### WHAT YOU SHOULD DO:
Please repeat the listing below in its entirety, exactly.
====
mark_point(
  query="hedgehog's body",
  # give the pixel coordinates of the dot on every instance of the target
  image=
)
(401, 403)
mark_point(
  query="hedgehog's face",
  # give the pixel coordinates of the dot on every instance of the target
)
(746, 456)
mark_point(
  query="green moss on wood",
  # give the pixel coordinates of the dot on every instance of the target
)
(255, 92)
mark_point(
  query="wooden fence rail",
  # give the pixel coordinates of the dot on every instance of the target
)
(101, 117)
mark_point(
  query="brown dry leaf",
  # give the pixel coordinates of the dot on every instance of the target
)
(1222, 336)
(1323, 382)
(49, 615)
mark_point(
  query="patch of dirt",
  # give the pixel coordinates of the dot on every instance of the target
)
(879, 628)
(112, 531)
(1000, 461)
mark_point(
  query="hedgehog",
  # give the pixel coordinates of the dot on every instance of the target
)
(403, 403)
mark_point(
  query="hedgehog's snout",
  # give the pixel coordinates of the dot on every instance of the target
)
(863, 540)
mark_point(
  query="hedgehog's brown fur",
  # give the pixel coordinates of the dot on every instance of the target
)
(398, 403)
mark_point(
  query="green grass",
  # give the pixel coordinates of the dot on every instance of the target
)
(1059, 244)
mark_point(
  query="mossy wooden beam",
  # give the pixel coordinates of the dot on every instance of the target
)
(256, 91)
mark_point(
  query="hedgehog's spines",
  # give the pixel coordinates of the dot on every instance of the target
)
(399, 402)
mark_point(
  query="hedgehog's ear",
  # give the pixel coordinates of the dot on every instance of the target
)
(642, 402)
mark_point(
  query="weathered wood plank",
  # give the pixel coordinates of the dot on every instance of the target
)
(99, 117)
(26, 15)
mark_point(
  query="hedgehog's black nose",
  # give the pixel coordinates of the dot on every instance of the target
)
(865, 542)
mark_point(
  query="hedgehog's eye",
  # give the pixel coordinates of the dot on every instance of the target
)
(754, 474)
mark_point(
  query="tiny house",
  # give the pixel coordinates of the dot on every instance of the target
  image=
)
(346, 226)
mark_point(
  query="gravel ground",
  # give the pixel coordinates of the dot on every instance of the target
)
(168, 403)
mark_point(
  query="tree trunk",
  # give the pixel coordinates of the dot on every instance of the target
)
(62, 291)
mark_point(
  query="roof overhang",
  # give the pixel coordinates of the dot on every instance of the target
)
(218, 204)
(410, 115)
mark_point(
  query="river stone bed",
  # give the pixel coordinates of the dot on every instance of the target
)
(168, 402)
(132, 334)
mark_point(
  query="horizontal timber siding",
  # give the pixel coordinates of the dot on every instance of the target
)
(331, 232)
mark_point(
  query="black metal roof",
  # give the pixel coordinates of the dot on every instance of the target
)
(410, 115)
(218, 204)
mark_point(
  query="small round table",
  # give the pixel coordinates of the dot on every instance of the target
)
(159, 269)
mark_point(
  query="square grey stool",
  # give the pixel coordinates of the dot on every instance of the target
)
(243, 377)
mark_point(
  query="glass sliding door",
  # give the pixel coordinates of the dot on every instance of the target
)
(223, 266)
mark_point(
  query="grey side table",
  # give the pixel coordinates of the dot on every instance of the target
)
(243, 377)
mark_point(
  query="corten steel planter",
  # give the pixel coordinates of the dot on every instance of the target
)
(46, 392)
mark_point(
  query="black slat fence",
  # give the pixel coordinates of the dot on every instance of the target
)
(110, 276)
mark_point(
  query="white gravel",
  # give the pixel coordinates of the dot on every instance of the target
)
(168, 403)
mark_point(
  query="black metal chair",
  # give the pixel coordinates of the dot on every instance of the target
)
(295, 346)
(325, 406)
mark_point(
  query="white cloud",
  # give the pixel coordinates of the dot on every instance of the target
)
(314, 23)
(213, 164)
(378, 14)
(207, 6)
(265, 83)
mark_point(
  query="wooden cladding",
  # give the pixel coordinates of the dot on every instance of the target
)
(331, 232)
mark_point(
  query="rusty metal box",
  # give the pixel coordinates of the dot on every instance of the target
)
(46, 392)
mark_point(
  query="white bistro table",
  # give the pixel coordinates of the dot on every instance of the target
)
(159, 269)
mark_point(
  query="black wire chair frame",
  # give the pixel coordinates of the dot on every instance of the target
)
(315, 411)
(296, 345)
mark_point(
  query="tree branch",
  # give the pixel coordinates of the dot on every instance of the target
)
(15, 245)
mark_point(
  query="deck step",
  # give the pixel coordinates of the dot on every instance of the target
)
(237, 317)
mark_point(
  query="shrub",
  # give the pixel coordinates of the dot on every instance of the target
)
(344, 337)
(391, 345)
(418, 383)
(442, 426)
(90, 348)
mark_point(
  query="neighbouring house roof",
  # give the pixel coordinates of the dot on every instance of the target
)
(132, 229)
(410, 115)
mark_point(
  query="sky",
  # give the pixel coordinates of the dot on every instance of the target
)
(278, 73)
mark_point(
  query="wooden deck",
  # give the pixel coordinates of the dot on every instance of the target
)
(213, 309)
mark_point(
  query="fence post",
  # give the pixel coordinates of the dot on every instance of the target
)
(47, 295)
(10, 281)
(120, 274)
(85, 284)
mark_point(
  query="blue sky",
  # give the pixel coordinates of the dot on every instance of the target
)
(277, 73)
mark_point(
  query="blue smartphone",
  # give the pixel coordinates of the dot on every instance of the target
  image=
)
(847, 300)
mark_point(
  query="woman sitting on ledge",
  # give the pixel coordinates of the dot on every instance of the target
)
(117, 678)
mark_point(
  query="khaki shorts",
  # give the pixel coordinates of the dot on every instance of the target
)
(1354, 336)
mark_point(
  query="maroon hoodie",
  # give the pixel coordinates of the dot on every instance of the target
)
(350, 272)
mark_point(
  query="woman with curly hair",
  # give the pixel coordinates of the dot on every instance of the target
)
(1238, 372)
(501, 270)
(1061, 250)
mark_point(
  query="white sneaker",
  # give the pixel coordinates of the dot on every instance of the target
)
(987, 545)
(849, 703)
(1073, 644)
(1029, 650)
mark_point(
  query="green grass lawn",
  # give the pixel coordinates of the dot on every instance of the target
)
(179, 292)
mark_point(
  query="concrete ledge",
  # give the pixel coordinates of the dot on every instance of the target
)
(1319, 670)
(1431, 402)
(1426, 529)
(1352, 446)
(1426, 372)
====
### SOLUTION FOR THIS EXERCISE:
mark_point(
  query="hedgehog's body",
  # give the pixel coordinates of the dot on every instance of the target
  image=
)
(401, 403)
mark_point(
  query="hedgehog's face",
  # give the pixel coordinates of the dot on every instance of the target
)
(746, 456)
mark_point(
  query="green moss on wood",
  # give the pixel coordinates of the dot on every instance of the target
)
(255, 92)
mark_point(
  query="wooden fence rail",
  # give the pixel coordinates of the dot on every instance of the target
)
(101, 117)
mark_point(
  query="brown dry leaf",
  # give the pixel coordinates of the dot on every instance of the target
)
(1222, 336)
(1323, 382)
(49, 615)
mark_point(
  query="patch of dirt",
  # give the pixel coordinates of the dot on every instance of the target
)
(879, 628)
(112, 531)
(1000, 461)
mark_point(
  query="hedgehog",
  # give the pixel coordinates of the dot on every instance of the target
)
(403, 403)
mark_point(
  query="hedgehog's snout",
  # give the pixel coordinates of the dot on every instance of the target
)
(863, 540)
mark_point(
  query="hedgehog's brown fur",
  # give the pixel coordinates of the dot on every instance of the target
)
(398, 403)
mark_point(
  query="green grass",
  # give the pixel coordinates of the dot on every instance of the target
)
(1059, 244)
mark_point(
  query="mossy wooden beam",
  # give the pixel coordinates of the dot on every instance of the target
)
(256, 91)
mark_point(
  query="hedgehog's spines",
  # give the pixel coordinates of the dot on every instance of the target
)
(399, 402)
mark_point(
  query="hedgehog's ear",
  # give the pixel coordinates of the dot on every instance of the target
)
(642, 402)
mark_point(
  query="weathered wood plank",
  # give the pixel coordinates of the dot on every instance of the target
)
(99, 117)
(26, 15)
mark_point(
  query="hedgehog's black nose",
  # give the pixel coordinates of the dot on every instance of the target
)
(865, 542)
mark_point(
  query="hedgehog's eye",
  # give the pixel coordinates of the dot on every instance of the target
)
(754, 474)
mark_point(
  query="tiny house",
  # give the pixel coordinates of the dot on every instance of the target
  image=
)
(346, 226)
mark_point(
  query="gravel ground",
  # give the pixel coordinates of the dot on every instance of the target
)
(168, 403)
mark_point(
  query="tree trunk",
  # give the pixel coordinates of the dot on every instance of the target
)
(62, 291)
mark_point(
  query="roof overhang",
  # give the pixel coordinates of the dot on every instance of the target
)
(218, 204)
(410, 115)
mark_point(
  query="river stone bed",
  # give the pixel coordinates of the dot on every instance of the target
)
(168, 402)
(132, 334)
mark_point(
  query="horizontal timber siding",
  # give the pixel coordinates of the dot on every instance of the target
)
(331, 232)
mark_point(
  query="black metal roof",
  # give the pixel coordinates of the dot on every instance of the target
)
(410, 115)
(218, 204)
mark_point(
  query="small round table",
  # give the pixel coordinates of the dot on every instance of the target
)
(159, 269)
mark_point(
  query="square grey stool",
  # give the pixel coordinates of the dot on every instance of the target
)
(243, 377)
mark_point(
  query="glass sliding door",
  # give the pixel coordinates of the dot on every instance of the target
)
(223, 266)
mark_point(
  query="grey side table",
  # give the pixel coordinates of the dot on every instance of the target
)
(243, 377)
mark_point(
  query="corten steel planter",
  # give the pixel coordinates of the dot on every instance of the target
)
(46, 392)
mark_point(
  query="black slat fence",
  # give the pixel coordinates of the dot on every instance of the target
)
(110, 276)
mark_point(
  query="white gravel",
  # give the pixel coordinates of the dot on every instance of the target
)
(168, 403)
mark_point(
  query="black metal chair",
  # give the pixel coordinates of the dot on every instance of the target
)
(295, 346)
(325, 406)
mark_point(
  query="white cloud",
  # give the pixel coordinates of the dot on every instance of the target
)
(314, 23)
(213, 164)
(378, 14)
(207, 6)
(265, 83)
mark_point(
  query="wooden cladding",
  # give the pixel coordinates of the dot on every instance of the target
)
(331, 232)
mark_point(
  query="rusty metal box",
  # give the pixel coordinates of the dot on every instance of the target
)
(46, 392)
mark_point(
  query="white bistro table",
  # give the pixel coordinates of the dot on every instance of the target
)
(159, 269)
mark_point(
  query="black wire chair frame",
  # give the pixel coordinates of the dot on every instance of the target
)
(315, 411)
(296, 345)
mark_point(
  query="tree branch",
  # give the pixel coordinates of the dot on every instance of the target
)
(15, 245)
mark_point(
  query="deck step",
  # give the pixel coordinates of the dot on every instance of the target
)
(237, 317)
mark_point(
  query="shrub",
  # give the pixel coordinates of the dot on every instance of the target
)
(344, 337)
(391, 345)
(418, 383)
(442, 426)
(90, 348)
mark_point(
  query="neighbouring house roof",
  # give the pixel coordinates of the dot on every instance of the target
)
(132, 229)
(410, 115)
mark_point(
  query="sky",
  # give the pixel coordinates of the dot on every instance of the target
)
(278, 73)
mark_point(
  query="wooden deck",
  # give the pixel coordinates of the dot on every instance of the target
)
(213, 309)
mark_point(
  query="fence post",
  # give the pixel coordinates of the dot on every instance of the target
)
(47, 295)
(10, 281)
(120, 274)
(85, 284)
mark_point(
  query="blue sky",
  # give the pixel coordinates of the dot on every instance of the target
)
(277, 73)
mark_point(
  query="blue smartphone",
  # give the pixel coordinates of the dot on every instance of the target
  image=
)
(847, 300)
mark_point(
  query="woman sitting on ledge",
  # give the pixel coordinates of the dot on every instance of the target
)
(117, 678)
mark_point(
  query="khaki shorts",
  # give the pixel coordinates of the dot on every instance of the target
)
(1354, 336)
mark_point(
  query="maroon hoodie",
  # give the pixel coordinates of the dot on every instance of the target
)
(350, 272)
mark_point(
  query="woman with curly hair",
  # give the pixel coordinates of the dot on every instance of the target
)
(1238, 372)
(501, 270)
(1061, 250)
mark_point(
  query="white sneaker",
  # give the pixel coordinates of the dot on every instance of the target
)
(987, 545)
(849, 703)
(1073, 644)
(1029, 650)
mark_point(
  query="green grass lawn",
  # give the pixel coordinates of the dot on every instance of the target
)
(179, 292)
mark_point(
  query="concrete ledge",
  # give the pixel coordinates of the dot on every instance of the target
)
(1319, 670)
(1431, 402)
(1426, 529)
(1352, 446)
(1426, 372)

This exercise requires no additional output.